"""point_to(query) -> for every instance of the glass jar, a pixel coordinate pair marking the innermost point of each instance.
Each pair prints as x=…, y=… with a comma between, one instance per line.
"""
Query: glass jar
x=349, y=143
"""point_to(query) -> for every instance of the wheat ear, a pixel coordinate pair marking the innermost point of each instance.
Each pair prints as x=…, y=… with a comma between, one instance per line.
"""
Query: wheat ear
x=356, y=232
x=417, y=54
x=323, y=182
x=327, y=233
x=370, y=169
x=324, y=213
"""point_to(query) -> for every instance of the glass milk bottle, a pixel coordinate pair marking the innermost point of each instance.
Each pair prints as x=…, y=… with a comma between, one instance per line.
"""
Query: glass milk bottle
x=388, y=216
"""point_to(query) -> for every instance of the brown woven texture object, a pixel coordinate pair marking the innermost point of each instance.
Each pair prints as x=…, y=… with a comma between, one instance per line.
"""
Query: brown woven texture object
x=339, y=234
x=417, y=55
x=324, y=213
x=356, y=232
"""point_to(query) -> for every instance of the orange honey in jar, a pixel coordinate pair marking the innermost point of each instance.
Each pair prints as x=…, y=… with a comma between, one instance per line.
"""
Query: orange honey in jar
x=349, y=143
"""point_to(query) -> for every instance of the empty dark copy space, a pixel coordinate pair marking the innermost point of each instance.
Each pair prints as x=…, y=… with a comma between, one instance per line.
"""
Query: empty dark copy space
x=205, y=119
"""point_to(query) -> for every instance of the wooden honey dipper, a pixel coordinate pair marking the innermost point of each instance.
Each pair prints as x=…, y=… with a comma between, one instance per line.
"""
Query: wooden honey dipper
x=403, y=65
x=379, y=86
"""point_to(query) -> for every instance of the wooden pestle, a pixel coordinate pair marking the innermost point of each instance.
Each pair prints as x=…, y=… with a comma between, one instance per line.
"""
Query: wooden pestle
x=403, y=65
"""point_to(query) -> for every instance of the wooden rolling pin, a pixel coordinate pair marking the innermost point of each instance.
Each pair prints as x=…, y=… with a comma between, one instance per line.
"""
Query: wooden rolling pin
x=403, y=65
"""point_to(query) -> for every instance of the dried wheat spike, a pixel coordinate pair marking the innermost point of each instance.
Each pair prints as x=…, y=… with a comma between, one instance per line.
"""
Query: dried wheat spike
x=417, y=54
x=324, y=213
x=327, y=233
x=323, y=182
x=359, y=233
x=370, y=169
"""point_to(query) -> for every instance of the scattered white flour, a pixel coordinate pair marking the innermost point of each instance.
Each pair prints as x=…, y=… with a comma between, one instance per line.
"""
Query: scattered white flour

-- Your goal --
Repeat each line of the data exactly as it appears above.

-- Problem solution --
"""point_to(query) -> for every instance of the glass jar, a pixel coordinate pair marking the innermost point of each instance.
Each pair prints as x=…, y=… with a comma between, one instance per line.
"""
Query: glass jar
x=349, y=143
"""point_to(query) -> for every instance of the wheat ear, a pixel coordinate pair marking the innermost point of each instance.
Each pair prints as x=…, y=… with a comma between, one instance per line.
"""
Query: wheat ear
x=356, y=232
x=417, y=54
x=323, y=182
x=327, y=233
x=370, y=169
x=324, y=213
"""point_to(query) -> for every instance of the glass milk bottle, a pixel coordinate pair marking the innermost point of each instance.
Each pair prints as x=…, y=… with a comma between, one instance per line.
"""
Query: glass milk bottle
x=388, y=216
"""point_to(query) -> for every instance of the brown woven texture object, a pixel coordinate pair marking the innermost point of each instance.
Each pair prints as x=…, y=… with a comma between, one instance per line.
"""
Query: brown woven texture object
x=339, y=234
x=417, y=55
x=324, y=213
x=356, y=232
"""point_to(query) -> for every instance of the orange honey in jar, a pixel coordinate pair marking the innermost point of each instance.
Each pair prints as x=…, y=… with a comma between, one instance per line.
"""
Query: orange honey in jar
x=349, y=143
"""point_to(query) -> for every instance of the empty dark copy space, a pixel coordinate pair marking the innermost point of each instance.
Each pair prints as x=…, y=… with a comma between, one instance per line.
"""
Query: empty dark copy space
x=205, y=119
"""point_to(query) -> for every instance of the wooden honey dipper, a pixel coordinate pair marking the innermost point of each instance.
Each pair prints as x=…, y=… with a comma between, one instance per line.
"""
Query: wooden honey dipper
x=403, y=65
x=379, y=86
"""point_to(query) -> for every instance of the wooden pestle, a pixel coordinate pair marking the innermost point of each instance.
Each pair prints as x=…, y=… with a comma between, one instance per line.
"""
Query: wooden pestle
x=403, y=65
"""point_to(query) -> for every instance of the wooden rolling pin, a pixel coordinate pair marking the innermost point of each instance.
Each pair prints as x=…, y=… with a comma between, one instance per line.
"""
Query: wooden rolling pin
x=403, y=65
"""point_to(query) -> for every instance of the dried wheat spike, a pixel coordinate pair marking the innermost point of each instance.
Each pair prints as x=…, y=… with a comma between, one instance per line.
"""
Query: dried wheat spike
x=417, y=54
x=324, y=213
x=327, y=233
x=323, y=182
x=359, y=233
x=370, y=169
"""point_to(query) -> for every instance of the scattered white flour, a pixel coordinate pair marking the innermost point of each instance.
Each pair prints as x=…, y=… with a comma between, one instance per line.
"""
Query: scattered white flour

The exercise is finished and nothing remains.